» **Task item**
From the records below, transcribe exactly the lines that begin at the line with "Target: stone wall" and end at the line with "-- sample [95,326].", both included.

◇ ◇ ◇ ◇ ◇ ◇ ◇

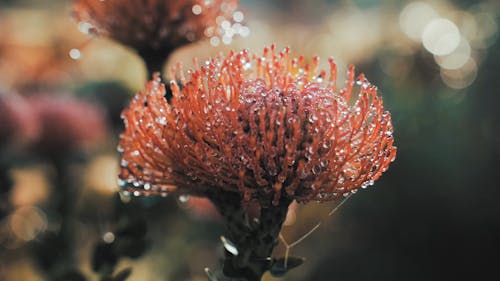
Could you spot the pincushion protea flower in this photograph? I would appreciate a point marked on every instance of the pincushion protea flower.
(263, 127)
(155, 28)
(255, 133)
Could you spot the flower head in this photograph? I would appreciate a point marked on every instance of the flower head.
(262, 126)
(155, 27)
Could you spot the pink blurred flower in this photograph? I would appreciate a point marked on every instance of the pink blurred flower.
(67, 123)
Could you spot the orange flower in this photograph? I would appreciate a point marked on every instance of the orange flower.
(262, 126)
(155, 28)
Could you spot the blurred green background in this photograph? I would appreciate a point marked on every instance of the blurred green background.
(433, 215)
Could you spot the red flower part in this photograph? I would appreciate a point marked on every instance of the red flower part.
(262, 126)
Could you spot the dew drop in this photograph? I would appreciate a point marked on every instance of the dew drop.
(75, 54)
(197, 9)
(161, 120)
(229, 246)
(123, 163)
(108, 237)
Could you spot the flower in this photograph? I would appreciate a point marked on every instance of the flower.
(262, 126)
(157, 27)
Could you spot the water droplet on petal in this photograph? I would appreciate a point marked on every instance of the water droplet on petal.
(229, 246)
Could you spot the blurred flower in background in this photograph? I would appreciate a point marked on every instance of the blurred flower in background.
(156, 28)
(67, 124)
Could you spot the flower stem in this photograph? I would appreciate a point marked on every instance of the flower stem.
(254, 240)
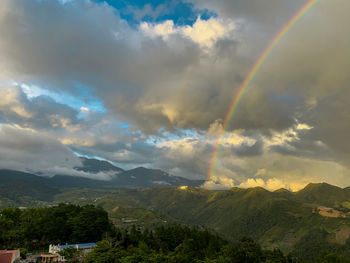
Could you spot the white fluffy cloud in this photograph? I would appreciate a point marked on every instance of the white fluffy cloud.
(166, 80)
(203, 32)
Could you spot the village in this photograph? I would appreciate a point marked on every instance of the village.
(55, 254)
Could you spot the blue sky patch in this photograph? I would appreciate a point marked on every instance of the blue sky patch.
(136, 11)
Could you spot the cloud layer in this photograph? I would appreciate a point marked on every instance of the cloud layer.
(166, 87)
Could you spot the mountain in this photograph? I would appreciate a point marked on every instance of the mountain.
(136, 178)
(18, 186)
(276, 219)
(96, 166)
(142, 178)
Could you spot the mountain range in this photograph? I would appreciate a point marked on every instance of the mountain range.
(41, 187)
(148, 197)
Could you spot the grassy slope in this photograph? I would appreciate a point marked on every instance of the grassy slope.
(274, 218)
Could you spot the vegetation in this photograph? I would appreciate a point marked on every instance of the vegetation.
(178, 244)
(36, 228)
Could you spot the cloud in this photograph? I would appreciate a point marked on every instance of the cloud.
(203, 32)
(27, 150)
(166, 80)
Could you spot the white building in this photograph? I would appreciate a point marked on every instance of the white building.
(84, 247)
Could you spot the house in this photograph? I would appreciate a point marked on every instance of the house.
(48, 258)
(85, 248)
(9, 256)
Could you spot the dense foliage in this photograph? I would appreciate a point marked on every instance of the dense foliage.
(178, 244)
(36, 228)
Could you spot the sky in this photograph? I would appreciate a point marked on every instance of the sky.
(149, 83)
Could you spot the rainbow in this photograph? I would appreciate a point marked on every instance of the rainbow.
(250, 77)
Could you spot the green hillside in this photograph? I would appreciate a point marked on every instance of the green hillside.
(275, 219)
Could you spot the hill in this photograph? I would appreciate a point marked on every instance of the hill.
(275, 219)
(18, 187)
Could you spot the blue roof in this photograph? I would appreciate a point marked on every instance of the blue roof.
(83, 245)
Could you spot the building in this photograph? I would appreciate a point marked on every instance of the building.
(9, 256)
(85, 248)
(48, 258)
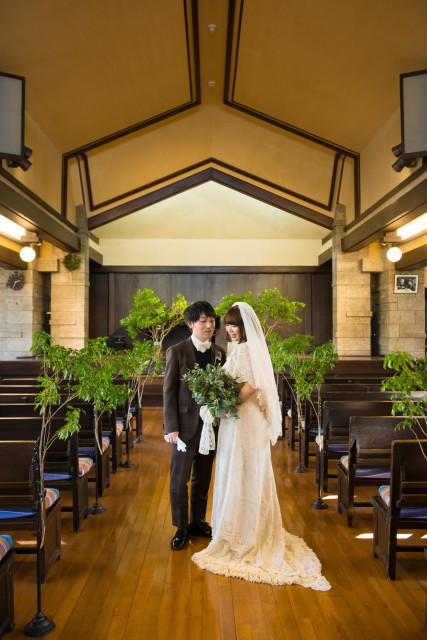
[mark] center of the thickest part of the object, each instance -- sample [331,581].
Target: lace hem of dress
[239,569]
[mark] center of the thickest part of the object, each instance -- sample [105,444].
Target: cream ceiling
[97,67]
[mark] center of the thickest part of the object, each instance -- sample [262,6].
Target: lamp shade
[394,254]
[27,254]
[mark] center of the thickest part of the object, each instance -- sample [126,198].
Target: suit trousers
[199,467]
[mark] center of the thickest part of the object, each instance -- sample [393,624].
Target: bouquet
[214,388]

◇ ◇ ◇ ◇ ◇ ◇ ◇

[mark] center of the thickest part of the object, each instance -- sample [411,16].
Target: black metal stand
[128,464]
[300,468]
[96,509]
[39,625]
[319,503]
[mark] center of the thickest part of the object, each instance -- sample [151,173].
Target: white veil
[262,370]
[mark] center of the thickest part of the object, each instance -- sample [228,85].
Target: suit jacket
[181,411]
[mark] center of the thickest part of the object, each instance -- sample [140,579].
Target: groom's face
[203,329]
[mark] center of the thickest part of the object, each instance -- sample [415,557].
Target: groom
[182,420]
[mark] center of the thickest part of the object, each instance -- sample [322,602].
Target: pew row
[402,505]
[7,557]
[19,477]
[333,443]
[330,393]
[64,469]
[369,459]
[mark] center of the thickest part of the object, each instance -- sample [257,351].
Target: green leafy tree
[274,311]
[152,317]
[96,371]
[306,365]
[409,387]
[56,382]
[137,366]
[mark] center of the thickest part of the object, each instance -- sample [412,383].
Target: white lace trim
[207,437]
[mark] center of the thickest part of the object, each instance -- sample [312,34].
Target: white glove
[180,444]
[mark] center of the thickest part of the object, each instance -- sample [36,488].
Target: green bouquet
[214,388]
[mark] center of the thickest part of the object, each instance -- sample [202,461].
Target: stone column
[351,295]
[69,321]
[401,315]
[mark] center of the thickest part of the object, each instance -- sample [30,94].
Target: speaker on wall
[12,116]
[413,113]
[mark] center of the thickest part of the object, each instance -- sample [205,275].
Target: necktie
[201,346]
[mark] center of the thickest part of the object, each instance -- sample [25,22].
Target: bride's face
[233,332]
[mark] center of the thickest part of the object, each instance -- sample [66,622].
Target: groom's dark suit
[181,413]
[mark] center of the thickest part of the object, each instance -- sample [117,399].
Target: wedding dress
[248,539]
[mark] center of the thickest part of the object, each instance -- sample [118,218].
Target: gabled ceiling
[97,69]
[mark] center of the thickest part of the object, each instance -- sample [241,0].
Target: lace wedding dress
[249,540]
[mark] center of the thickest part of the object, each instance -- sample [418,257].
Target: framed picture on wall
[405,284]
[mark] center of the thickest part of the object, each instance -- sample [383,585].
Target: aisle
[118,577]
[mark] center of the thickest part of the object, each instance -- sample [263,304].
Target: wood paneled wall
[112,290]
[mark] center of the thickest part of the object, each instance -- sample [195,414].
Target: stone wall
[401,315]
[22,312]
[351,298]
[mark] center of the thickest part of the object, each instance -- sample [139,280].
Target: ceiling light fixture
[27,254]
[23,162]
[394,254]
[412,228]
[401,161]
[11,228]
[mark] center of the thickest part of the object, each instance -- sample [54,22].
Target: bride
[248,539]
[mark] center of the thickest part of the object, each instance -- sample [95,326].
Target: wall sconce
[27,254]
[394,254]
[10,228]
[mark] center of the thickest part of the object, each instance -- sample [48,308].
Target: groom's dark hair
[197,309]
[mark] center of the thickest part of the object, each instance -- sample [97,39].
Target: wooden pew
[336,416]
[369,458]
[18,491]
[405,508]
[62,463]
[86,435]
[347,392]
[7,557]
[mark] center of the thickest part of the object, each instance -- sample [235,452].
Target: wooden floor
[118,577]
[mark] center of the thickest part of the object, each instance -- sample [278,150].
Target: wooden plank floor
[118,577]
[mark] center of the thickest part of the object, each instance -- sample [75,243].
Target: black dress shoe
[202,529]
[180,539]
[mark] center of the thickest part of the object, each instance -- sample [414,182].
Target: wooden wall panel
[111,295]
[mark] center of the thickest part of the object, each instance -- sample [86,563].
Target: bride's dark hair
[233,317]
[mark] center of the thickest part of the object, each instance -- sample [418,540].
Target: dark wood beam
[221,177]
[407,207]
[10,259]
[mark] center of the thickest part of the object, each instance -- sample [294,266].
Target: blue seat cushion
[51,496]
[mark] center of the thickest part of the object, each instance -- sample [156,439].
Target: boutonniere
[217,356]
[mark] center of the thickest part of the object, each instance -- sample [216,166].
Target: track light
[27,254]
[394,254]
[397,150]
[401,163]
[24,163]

◇ ◇ ◇ ◇ ◇ ◇ ◇

» **Result**
Target: stone wall
[401,315]
[22,312]
[351,298]
[mark] center of the thickest part of the object, each instance -- sample [139,280].
Target: ceiling light fixture
[27,254]
[23,162]
[394,254]
[412,228]
[401,161]
[11,228]
[mark] center of the thickest part of the object, each instance -- sample [54,22].
Target: bride
[248,539]
[mark] center of the thickest part of the object, each instance -- sample [95,326].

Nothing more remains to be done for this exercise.